Description of the task: In the records below, locate the line containing "Target: shallow water", then extract it and all following lines exactly, ending with the last line.

<<<<

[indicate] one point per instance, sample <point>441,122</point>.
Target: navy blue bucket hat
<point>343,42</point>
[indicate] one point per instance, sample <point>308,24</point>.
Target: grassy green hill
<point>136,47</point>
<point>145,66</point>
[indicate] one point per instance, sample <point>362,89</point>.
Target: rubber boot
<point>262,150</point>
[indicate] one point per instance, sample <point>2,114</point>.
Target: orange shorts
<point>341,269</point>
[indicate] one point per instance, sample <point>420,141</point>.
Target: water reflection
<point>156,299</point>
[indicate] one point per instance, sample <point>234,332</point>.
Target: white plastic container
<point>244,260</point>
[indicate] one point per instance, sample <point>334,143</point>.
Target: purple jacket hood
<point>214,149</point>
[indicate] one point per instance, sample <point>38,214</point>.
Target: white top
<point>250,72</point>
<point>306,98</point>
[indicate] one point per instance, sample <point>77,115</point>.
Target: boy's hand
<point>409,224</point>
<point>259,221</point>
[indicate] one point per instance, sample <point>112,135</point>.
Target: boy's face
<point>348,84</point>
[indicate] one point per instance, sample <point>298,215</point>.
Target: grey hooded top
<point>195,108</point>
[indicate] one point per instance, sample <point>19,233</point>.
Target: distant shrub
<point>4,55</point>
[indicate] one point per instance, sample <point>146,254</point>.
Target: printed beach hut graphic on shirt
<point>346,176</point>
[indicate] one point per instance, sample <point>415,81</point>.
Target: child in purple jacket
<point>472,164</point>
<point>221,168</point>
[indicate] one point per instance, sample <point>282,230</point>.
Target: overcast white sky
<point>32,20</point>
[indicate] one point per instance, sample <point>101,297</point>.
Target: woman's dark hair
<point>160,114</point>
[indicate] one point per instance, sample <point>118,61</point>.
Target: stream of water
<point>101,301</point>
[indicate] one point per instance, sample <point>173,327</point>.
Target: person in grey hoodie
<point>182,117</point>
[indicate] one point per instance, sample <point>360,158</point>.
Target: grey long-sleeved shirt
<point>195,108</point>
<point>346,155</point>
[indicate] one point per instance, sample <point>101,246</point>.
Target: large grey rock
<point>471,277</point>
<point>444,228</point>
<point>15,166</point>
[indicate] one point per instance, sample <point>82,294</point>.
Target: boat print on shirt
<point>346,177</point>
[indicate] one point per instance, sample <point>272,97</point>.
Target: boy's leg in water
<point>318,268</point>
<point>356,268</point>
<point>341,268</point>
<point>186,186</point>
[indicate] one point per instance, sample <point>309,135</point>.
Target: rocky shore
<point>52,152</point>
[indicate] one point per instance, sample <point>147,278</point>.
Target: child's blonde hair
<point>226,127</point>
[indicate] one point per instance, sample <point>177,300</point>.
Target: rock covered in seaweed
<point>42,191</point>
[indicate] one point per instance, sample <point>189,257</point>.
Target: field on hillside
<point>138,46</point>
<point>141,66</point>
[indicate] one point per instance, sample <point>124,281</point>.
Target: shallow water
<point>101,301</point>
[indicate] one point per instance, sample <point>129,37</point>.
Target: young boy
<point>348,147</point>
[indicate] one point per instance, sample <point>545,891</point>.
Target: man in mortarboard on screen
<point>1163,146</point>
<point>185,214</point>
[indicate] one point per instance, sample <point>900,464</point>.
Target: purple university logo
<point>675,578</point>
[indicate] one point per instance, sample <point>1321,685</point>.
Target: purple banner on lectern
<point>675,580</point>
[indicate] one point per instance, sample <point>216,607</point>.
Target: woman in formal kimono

>>>>

Solved problem:
Target: shallow water
<point>101,301</point>
[indicate] one point per instance, sample <point>129,37</point>.
Target: young boy
<point>348,147</point>
[indicate] one point per instance, sample <point>545,891</point>.
Target: man in mortarboard on screen
<point>1163,146</point>
<point>185,214</point>
[indicate] one point per instance, sample <point>900,464</point>.
Target: purple university logo
<point>675,578</point>
[indicate] one point per instance, sample <point>1321,685</point>.
Target: purple banner on lectern
<point>675,580</point>
[indicate] one point per instance, sample <point>216,607</point>.
Target: woman in formal kimono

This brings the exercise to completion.